== Исходный текст
Для Бентинка это было большим ударом. Он к своим обязанностям лидера протекционистов-консерваторов относился очень серьезно. Чтобы иметь возможность целиком отдаться политической деятельности, он порвал с ипподромами и распродал свои конюшни призовых лошадей, так и не сумев завоевать приз Дерби. Ни сам Бентинк, ни его друзья сразу не осознали той жертвы, на которую он пошел. Это определилось в мае 1848 г., когда приз Дерби взяла лошадь Сарплис, ранее находившаяся в конюшнях Бентинка и проданная им вместе с другими.

Скачки Дерби проводятся ежегодно на ипподроме Эпсом, близ Лондона; на них собирается высший свет, включая королевскую семью. На следующий день после этого несчастного Дерби Дизраэли нашел Бентинка в библиотеке палаты общин. Он стоял у книжных полок с каким-то томиком в руке и был крайне удручен. Дизраэли пытался утешить друга, но тот отвечал каким-то рычанием. В ответ на успокаивающие слова Дизраэли Бентинк наконец со стоном произнес: «Вы не знаете, что такое Дерби». Дизраэли ответил: «Нет, я знаю, это голубая лента скачек». «Да, — повторил Бентинк, — это голубая лента скачек. Всю свою жизнь я добивался ее, и во имя чего я принес ее в жертву!» Последнее явно относилось к политике.
====
== Материал
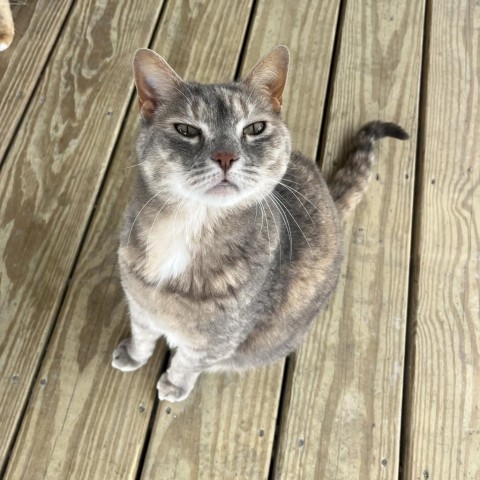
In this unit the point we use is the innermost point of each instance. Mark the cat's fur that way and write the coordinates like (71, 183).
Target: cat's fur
(232, 276)
(7, 29)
====
Воспроизведите без изменений отрывок текста о Бентинке и скачках Дерби от слов "Скачки Дерби проводятся" до слов "относилось к политике.". Материал получен из другого источника.

Скачки Дерби проводятся ежегодно на ипподроме Эпсом, близ Лондона; на них собирается высший свет, включая королевскую семью. На следующий день после этого несчастного Дерби Дизраэли нашел Бентинка в библиотеке палаты общин. Он стоял у книжных полок с каким-то томиком в руке и был крайне удручен. Дизраэли пытался утешить друга, но тот отвечал каким-то рычанием. В ответ на успокаивающие слова Дизраэли Бентинк наконец со стоном произнес: «Вы не знаете, что такое Дерби». Дизраэли ответил: «Нет, я знаю, это голубая лента скачек». «Да, — повторил Бентинк, — это голубая лента скачек. Всю свою жизнь я добивался ее, и во имя чего я принес ее в жертву!» Последнее явно относилось к политике.